Texto fornecido —
▽

Retrato duma personagem

Praticar o chamado retrato psicológico, um exercício complexo em que se tenta capturar numa fotografia os traços da personalidade do retratado, é algo que frequentemente se revela difícil.
Por vezes, descamba mesmo para o impossível, quando o alvo da lente é alguém que, na sua presença, se transfigura e se transforma numa personagem.

Este defeito, atribuído comummente a secções muito especificas e especializadas, como os actores e os políticos, quase como uma deformação profissional, atinge  situações limite. Situações em que quase se duvida da existência duma verdadeira personalidade atrás da personagem.

Refiro-me a figuras cuja aparição em público implica, ou implicava, sempre uma encenação. Andy Warhol era um desses casos. Outro, sem dúvida, era Salvador Dali.

△

Instruções —
(1) Responda às perguntas sobre o texto acerca do retrato psicológico:
(a) O que se tenta capturar numa fotografia ao praticar o retrato psicológico?
(b) A que grupos se atribui comummente o defeito de se transformar numa personagem?
(c) Que duas figuras são apontadas como casos de aparição pública sempre encenada?
(2) Extraia do texto sobre o retrato psicológico, sem qualquer alteração, o trecho que começa em "Refiro-me a figuras" e segue até "era Salvador Dali.".
Os registos não têm qualquer papel aqui.

Registos contidos num conjunto de dados:
▽

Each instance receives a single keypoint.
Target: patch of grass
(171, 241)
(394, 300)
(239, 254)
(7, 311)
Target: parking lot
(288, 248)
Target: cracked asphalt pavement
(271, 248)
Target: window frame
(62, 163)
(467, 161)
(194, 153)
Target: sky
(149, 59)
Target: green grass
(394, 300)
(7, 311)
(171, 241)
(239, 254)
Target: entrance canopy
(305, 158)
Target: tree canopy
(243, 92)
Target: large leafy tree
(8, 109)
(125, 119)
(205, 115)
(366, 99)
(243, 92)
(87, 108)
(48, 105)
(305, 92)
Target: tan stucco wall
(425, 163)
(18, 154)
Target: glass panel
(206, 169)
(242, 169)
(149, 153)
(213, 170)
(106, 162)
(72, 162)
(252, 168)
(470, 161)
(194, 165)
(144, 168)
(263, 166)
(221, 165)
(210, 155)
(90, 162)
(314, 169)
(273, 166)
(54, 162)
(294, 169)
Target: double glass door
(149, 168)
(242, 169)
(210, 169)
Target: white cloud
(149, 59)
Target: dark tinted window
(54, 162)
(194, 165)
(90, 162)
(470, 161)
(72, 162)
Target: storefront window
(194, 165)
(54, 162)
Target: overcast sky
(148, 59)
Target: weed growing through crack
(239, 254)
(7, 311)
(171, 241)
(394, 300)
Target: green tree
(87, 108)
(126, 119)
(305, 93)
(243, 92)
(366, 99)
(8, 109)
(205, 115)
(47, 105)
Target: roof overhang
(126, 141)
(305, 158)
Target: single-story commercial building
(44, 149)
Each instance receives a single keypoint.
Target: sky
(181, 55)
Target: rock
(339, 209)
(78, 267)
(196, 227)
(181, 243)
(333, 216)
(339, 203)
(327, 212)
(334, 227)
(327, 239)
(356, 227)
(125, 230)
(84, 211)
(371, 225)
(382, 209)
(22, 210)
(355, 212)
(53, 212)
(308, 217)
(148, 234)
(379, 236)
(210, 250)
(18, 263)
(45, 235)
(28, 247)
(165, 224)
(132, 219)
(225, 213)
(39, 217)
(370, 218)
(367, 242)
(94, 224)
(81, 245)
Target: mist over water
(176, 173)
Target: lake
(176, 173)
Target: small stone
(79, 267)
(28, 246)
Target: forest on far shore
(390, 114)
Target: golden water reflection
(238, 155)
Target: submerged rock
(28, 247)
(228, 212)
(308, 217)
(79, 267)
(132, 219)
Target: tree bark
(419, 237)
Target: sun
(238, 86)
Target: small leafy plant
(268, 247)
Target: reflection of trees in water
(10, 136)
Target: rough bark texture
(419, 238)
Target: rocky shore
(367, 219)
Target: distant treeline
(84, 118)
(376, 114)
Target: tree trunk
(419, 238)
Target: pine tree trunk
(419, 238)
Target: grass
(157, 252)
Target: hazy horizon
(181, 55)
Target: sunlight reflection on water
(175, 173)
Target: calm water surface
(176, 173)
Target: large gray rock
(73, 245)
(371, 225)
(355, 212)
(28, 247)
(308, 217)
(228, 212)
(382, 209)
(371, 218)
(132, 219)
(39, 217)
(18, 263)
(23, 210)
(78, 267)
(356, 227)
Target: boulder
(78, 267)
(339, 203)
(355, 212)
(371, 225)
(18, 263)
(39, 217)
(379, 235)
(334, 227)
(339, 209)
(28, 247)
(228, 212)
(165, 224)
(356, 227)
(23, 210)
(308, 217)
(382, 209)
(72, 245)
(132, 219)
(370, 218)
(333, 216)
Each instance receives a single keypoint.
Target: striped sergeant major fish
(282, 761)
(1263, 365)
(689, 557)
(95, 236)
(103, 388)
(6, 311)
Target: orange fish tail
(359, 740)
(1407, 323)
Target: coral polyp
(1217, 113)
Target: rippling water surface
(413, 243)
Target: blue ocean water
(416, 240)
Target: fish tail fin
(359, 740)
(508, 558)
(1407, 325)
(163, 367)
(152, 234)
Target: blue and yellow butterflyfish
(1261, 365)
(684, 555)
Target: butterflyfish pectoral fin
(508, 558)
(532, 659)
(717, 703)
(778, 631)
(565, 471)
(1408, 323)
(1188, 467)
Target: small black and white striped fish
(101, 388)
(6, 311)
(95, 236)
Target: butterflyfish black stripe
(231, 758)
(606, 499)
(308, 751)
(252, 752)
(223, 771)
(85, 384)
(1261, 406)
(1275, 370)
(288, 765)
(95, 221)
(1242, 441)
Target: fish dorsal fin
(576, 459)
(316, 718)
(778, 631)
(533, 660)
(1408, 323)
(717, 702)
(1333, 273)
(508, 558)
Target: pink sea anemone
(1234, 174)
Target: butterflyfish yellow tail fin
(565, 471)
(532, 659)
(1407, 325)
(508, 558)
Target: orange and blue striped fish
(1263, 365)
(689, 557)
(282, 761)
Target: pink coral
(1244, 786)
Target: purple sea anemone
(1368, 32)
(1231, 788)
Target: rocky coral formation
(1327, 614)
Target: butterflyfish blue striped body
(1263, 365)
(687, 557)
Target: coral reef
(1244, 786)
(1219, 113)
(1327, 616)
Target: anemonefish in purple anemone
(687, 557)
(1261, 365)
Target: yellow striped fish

△

Resolução das tarefas —
(1)
(a) Os traços da personalidade do retratado.
(b) Aos actores e aos políticos.
(c) Andy Warhol e Salvador Dali.

(2)
Refiro-me a figuras cuja aparição em público implica, ou implicava, sempre uma encenação. Andy Warhol era um desses casos. Outro, sem dúvida, era Salvador Dali.